Problem |
Every record should be written out exactly, with the pictures left out.
========
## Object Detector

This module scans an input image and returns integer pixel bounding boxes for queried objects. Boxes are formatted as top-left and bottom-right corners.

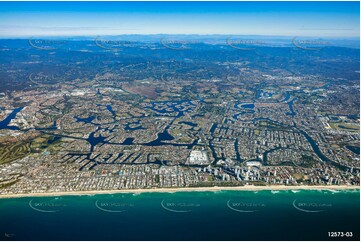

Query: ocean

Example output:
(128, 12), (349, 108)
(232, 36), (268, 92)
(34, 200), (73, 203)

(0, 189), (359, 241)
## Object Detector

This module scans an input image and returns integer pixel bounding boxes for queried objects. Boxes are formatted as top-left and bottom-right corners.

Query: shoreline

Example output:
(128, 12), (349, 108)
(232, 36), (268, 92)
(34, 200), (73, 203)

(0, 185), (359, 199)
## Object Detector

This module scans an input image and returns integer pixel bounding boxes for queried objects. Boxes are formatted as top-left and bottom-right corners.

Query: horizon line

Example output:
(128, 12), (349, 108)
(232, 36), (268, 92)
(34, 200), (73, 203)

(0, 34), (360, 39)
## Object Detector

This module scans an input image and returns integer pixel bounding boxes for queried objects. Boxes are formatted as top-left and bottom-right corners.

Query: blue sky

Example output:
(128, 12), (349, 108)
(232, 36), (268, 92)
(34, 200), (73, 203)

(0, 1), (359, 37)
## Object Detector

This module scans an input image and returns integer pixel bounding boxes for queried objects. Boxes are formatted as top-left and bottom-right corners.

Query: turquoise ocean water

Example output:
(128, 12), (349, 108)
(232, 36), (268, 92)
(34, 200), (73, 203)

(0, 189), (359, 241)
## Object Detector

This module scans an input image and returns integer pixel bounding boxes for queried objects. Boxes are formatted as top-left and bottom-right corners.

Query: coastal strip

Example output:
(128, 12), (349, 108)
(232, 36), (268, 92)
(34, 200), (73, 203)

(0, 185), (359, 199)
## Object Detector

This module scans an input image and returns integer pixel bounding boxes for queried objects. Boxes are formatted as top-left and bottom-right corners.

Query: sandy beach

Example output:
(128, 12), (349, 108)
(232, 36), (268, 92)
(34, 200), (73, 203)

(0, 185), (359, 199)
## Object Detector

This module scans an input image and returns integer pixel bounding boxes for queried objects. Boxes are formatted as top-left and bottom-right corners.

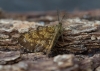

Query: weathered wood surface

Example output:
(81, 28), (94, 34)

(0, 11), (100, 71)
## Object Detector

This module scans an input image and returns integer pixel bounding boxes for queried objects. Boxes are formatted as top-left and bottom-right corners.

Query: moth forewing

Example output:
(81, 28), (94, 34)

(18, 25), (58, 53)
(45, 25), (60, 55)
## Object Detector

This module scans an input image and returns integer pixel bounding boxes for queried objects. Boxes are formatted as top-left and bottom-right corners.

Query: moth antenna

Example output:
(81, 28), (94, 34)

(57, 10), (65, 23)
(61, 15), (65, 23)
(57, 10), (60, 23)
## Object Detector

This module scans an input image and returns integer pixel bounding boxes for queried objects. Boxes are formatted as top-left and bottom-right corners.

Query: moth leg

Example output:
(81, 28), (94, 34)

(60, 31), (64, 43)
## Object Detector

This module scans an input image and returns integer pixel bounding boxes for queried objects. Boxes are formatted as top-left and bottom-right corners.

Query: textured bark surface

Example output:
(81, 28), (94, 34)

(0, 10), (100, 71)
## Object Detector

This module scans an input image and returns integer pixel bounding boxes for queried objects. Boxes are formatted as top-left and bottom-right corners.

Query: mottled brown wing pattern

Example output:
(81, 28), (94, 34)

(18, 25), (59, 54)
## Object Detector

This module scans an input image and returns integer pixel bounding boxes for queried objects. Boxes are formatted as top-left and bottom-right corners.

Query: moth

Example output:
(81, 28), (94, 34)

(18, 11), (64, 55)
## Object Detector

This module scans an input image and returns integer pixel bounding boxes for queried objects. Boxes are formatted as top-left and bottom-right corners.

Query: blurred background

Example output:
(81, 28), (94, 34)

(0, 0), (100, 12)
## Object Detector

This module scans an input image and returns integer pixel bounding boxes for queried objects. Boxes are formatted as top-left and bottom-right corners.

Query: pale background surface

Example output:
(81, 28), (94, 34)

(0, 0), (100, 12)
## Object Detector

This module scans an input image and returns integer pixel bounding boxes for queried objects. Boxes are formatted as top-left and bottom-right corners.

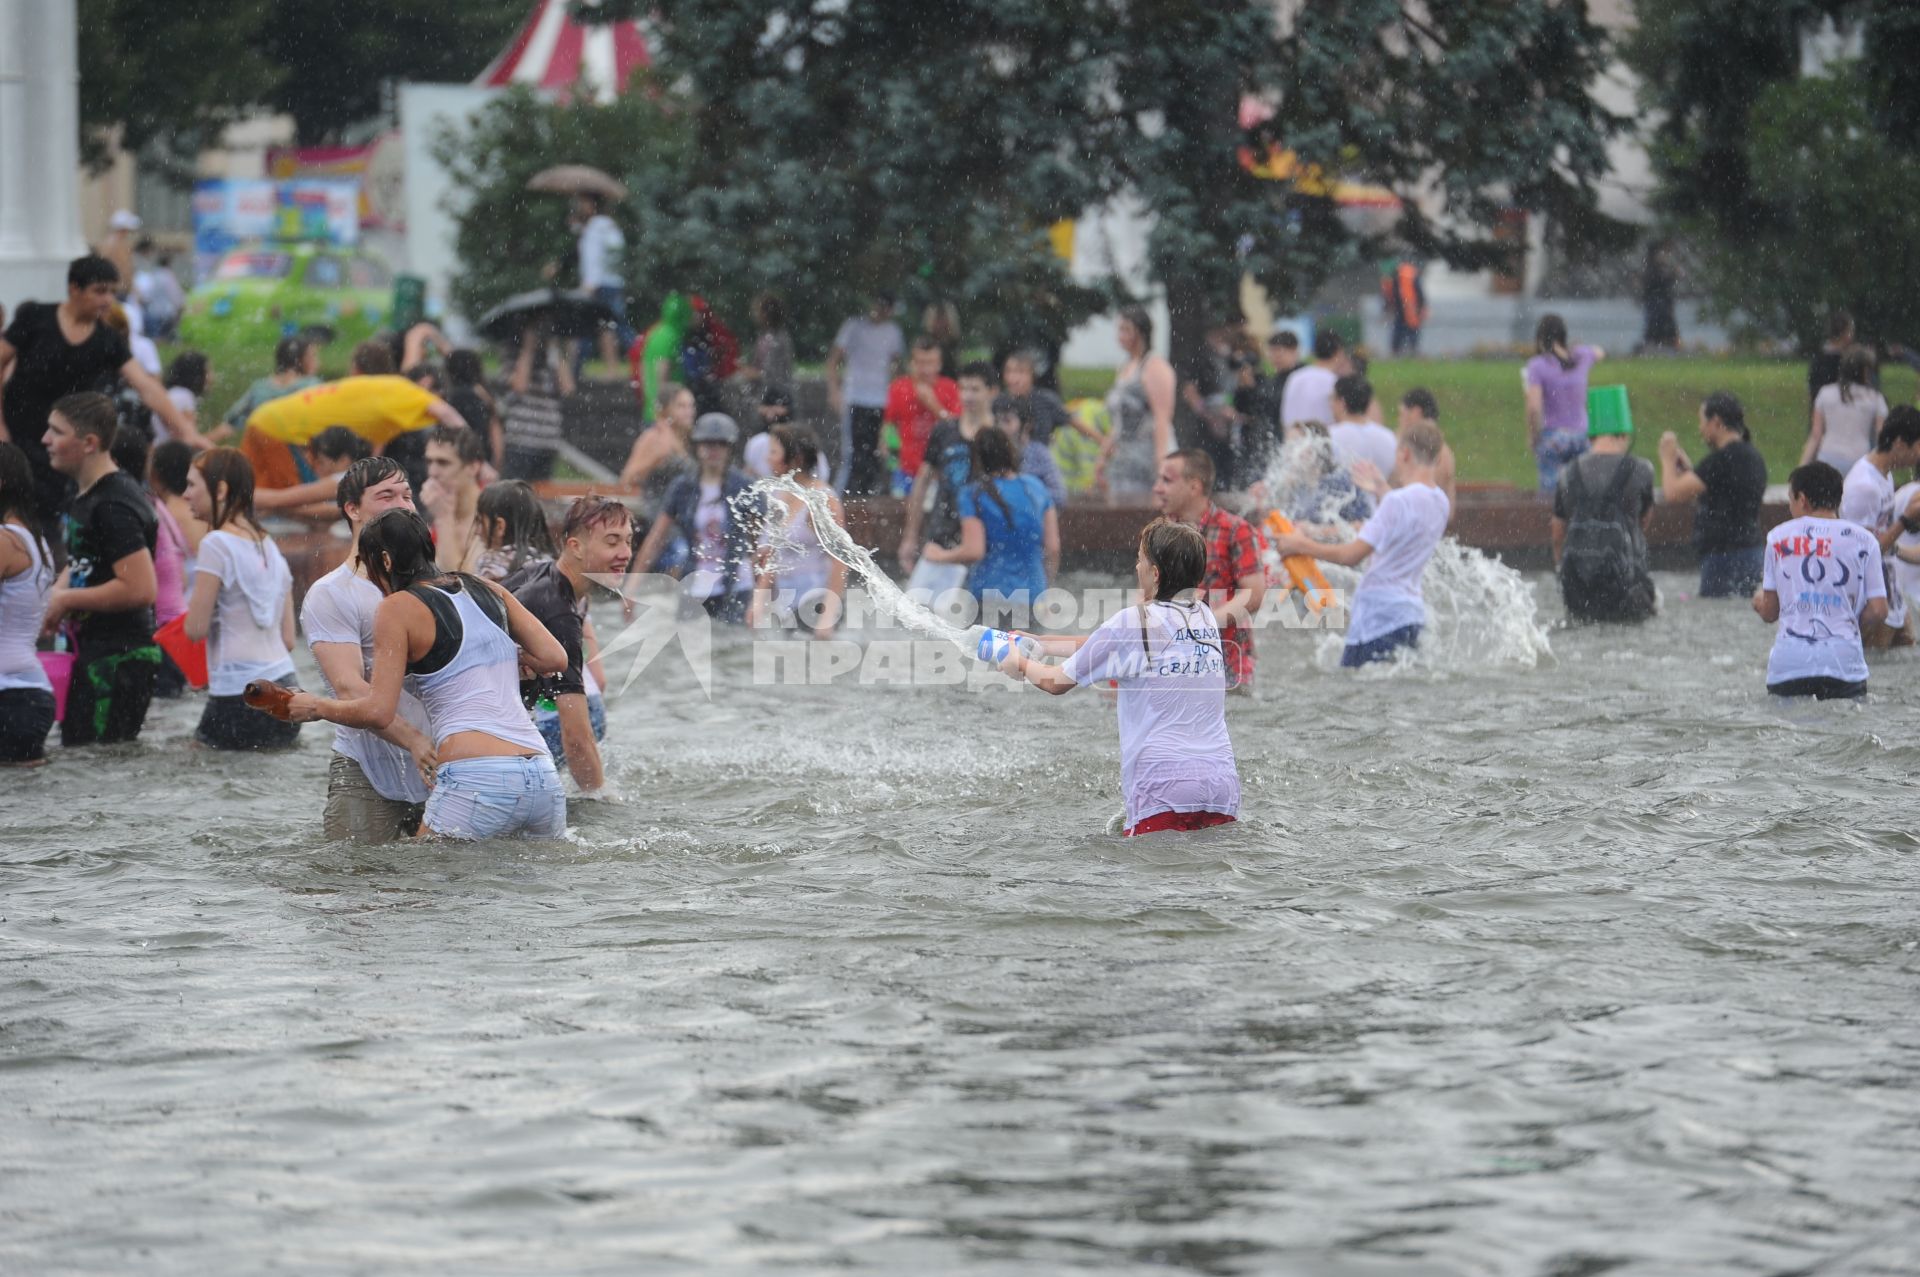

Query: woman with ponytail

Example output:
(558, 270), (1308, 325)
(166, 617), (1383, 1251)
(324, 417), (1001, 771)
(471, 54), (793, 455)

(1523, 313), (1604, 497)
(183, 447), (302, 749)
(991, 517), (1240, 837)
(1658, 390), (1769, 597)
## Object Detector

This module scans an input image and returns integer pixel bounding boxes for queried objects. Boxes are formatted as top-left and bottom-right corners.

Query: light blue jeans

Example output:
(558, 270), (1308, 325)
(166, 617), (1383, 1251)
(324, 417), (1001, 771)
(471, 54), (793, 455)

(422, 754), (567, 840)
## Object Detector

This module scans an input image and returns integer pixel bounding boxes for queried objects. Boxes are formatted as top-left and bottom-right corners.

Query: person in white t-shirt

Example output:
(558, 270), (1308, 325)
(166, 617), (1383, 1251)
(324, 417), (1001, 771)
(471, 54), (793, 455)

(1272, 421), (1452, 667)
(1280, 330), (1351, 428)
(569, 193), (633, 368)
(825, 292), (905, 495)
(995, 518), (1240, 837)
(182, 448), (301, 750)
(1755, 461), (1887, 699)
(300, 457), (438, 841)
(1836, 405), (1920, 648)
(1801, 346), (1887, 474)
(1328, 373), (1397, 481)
========
Problem solution |
## Object Detector

This module scans an input image and returns integer pixel bounding boxes for queried objects. Boxes are formatted as top-left and bottom-right corners.


Query: ocean

Example output:
(128, 12), (349, 108)
(232, 36), (268, 92)
(34, 200), (73, 203)

(0, 189), (359, 241)
## Object Detector

This module scans an input image and returns integer pixel bounding boxes for queried objects. Boxes are formatted as top-left and bottom-right corners.

Query: shoreline

Example output:
(128, 12), (349, 108)
(232, 36), (268, 92)
(34, 200), (73, 203)

(0, 185), (359, 199)
## Object Detector

This module scans an input image and returns integer pixel bounding boxes for queried objects. Boxes are formatted as top-left and bottom-right corners.

Query: horizon line

Example output:
(128, 12), (349, 108)
(232, 36), (268, 92)
(34, 200), (73, 203)

(0, 34), (360, 39)
## Object Detector

This module scans an input image and returns integer pixel bounding boxes for queried objects. Boxes are formatted as top-left and bottom-right corners.

Query: blue sky

Example output:
(128, 12), (349, 108)
(232, 36), (268, 92)
(34, 200), (73, 203)

(0, 1), (359, 37)
## Object Detector

This module scans an input image and returns integer pixel bounding boxes for queried objects. Boxes are formatted as top-left and bottom-right corners.

Query: turquoise ocean water

Example output:
(128, 12), (349, 108)
(232, 36), (268, 92)
(34, 200), (73, 203)

(0, 189), (359, 241)
## Object Detector

This module scans an input image and returns integer pixel bounding boxes for queried objects. Boxes are formatted as top-left and bottom-right corners.

Query: coastal strip

Example output:
(128, 12), (349, 108)
(232, 36), (268, 92)
(34, 200), (73, 203)

(0, 185), (359, 199)
## Object Detector

This module scans an input image and returns integer pixel bounding boxes for queried objects. Boxes are formatted as top-left and bottom-right corners.

Query: sandy beach

Example output:
(128, 12), (349, 108)
(232, 36), (268, 92)
(34, 200), (73, 203)

(0, 185), (359, 199)
## Object Detector

This module scans an input image and returns integer pixel bounding boxes for queried objects. Boxes are formatted as top-left and bottom-right corners.


Query: weathered wood surface

Example output:
(81, 28), (94, 34)

(0, 11), (100, 71)
## Object Detector

This module scans an input image and returns integer pixel bounding boxes for queried objects. Boxes are formatted as top-left and bottom-right corners.

Query: moth forewing

Example output:
(81, 28), (94, 34)

(18, 25), (58, 53)
(45, 25), (60, 55)
## Object Detector

This module scans an input image and returns integer pixel bounding boxes for queried objects. Boxes are formatted as top-left and bottom-right corners.

Query: moth antenna

Example output:
(81, 28), (94, 34)

(57, 10), (65, 23)
(61, 15), (65, 23)
(57, 10), (60, 23)
## Object Detector

This module scans an input image and returns integer pixel bounding boxes for queried objects. Boxes are formatted as top-left and bottom-right corners.

Query: moth leg

Example output:
(81, 28), (94, 34)

(60, 31), (64, 43)
## Object Detector

This module scans an input image and returns integer pixel bounding boxes for queried objects. Boxes are formatted as top-left and bottom-right corners.

Query: textured bark surface

Example output:
(81, 28), (94, 34)

(0, 10), (100, 71)
## Object Detector

This module scans an input image and returns integer pixel bounding boxes for queried objects. Boxes are formatted as top-left and bottom-right corners.

Query: mottled brown wing pattern

Example output:
(81, 28), (94, 34)

(18, 25), (59, 54)
## Object Detector

This module scans an input image and returns integer pixel bounding boxes for queried objects. Boxes are formatted as top-left and bottom-right corners.

Query: moth

Example output:
(81, 28), (94, 34)

(18, 11), (64, 55)
## Object Detector

This module scans an input image and returns integer pixel bounding boxes for queried objects. Boxes are formatted as top-left and bottom-right corners.

Query: blurred background

Example output:
(81, 28), (94, 34)

(0, 0), (100, 12)
## Object Detector

This module scans an input image and returns integer pixel bounding boxes for queried objects. Boxes are formatted as top-left and bottom-right corners.

Query: pale background surface

Example output:
(81, 28), (94, 34)

(0, 0), (100, 12)
## Object Detector

This module scans an input image and returns integer pixel bounding boxes for queried objects. Boxes are formatted as top-left and bottom-right corners.


Query: woman with ponytail

Example output:
(558, 270), (1308, 325)
(166, 617), (1383, 1251)
(324, 417), (1001, 771)
(471, 54), (793, 455)

(1523, 313), (1604, 497)
(183, 447), (302, 749)
(991, 517), (1240, 837)
(1658, 390), (1769, 597)
## Object Detector

This module scans an input image and returns integer pixel bounding boxes for queried objects. Boxes are formatted as top-left and bottom-right corners.

Query: light blue jeans

Example output:
(558, 270), (1308, 325)
(166, 617), (1383, 1251)
(324, 417), (1001, 771)
(471, 54), (793, 455)

(422, 754), (567, 840)
## Object Detector

This module scans an input image and returns integer pixel bounding boxes for queried objects. Boxes are formatted as top-left and bottom-right corners.

Query: person in white t-shirt

Example output:
(558, 270), (1308, 325)
(166, 617), (1383, 1251)
(324, 417), (1001, 771)
(471, 54), (793, 455)

(1272, 421), (1452, 667)
(1280, 330), (1351, 428)
(569, 193), (633, 368)
(825, 292), (905, 495)
(995, 518), (1240, 837)
(182, 448), (301, 750)
(1755, 461), (1887, 699)
(300, 457), (438, 841)
(1836, 405), (1920, 648)
(1801, 346), (1887, 474)
(1328, 373), (1397, 481)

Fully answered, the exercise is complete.